Text provided
* begin *

The National Aeronautics and Space Administration (NASA) uses a large amount of helium gas—about a million cubic feet per launch to purge hydrogen from their fuel lines. Helium gas, contaminated with hydrogen, is expensive and energy-intensive to purify and recover. Capitalizing on expertise at HNEI, Sierra Lobo technologists challenged the team to use proven fuel cell technology to develop an efficient recycling process for helium.
“HNEI optimized proton-exchange-membrane fuel cell technology to electrochemically separate the two gases,” explained Richard Rocheleau, HNEI’s director. Separation was achieved by applying electrical energy to the fuel cell, rather than using it to produce energy.
“Fuel cell technology is an excellent choice for separating the helium from hydrogen-helium mixtures,” said Mike Angelo, HNEI project manager. “The fuel cell uses a catalytic reaction and membrane transport to remove the hydrogen, allowing for the efficient recovery of very high purity helium.”

* end *

What to produce
Resume the passage on recovering NASA's helium with fuel cell technology, starting after its final sentence.

Listed records

* begin *

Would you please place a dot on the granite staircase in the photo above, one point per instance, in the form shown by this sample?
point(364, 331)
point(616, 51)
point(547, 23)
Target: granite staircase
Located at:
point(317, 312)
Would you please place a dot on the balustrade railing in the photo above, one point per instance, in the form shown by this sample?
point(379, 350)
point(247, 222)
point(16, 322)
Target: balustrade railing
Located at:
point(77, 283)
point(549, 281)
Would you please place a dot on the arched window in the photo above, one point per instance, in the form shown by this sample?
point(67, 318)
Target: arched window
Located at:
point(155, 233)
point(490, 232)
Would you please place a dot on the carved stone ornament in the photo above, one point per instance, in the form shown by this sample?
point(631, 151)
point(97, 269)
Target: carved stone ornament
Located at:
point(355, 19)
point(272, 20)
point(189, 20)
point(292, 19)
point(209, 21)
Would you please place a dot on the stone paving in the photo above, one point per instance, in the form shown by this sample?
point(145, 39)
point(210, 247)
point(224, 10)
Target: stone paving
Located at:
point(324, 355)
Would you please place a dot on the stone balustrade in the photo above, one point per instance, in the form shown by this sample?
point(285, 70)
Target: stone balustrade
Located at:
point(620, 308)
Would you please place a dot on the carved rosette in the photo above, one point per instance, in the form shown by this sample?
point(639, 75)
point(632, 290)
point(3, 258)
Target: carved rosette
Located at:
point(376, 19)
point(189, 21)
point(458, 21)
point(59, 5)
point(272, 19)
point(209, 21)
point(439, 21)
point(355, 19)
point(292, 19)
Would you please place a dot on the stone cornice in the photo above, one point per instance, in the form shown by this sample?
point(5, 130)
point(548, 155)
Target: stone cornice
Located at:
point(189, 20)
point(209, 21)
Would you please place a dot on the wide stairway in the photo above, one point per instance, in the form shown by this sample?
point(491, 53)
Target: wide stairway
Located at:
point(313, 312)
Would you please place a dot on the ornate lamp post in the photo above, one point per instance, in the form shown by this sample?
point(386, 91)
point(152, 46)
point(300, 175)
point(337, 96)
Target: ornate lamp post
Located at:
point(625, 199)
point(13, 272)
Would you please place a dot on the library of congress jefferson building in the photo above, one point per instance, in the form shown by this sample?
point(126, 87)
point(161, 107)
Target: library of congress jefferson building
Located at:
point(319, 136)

* end *

Answer for the task
In laboratory experiments, HNEI demonstrated that contaminated gas streams with up to 50 percent hydrogen can be refined to produce 99.995 percent pure helium. A pilot-scale Helium Reclamation System was designed and built by Sierra Lobo and its performance was validated on site at the NASA Stennis Space Center in Mississippi.
“Sierra Lobo combines advanced engineering services with developing, manufacturing and marketing new and enhanced products and processes for the aerospace, transportation and energy industries,” said Sierra Lobo President and CEO George Satornino. “This project gave us the perfect opportunity to leverage our engineering know-how with HNEI’s fuel cell expertise to develop a unique prototype turnkey system, tailored to NASA’s needs.”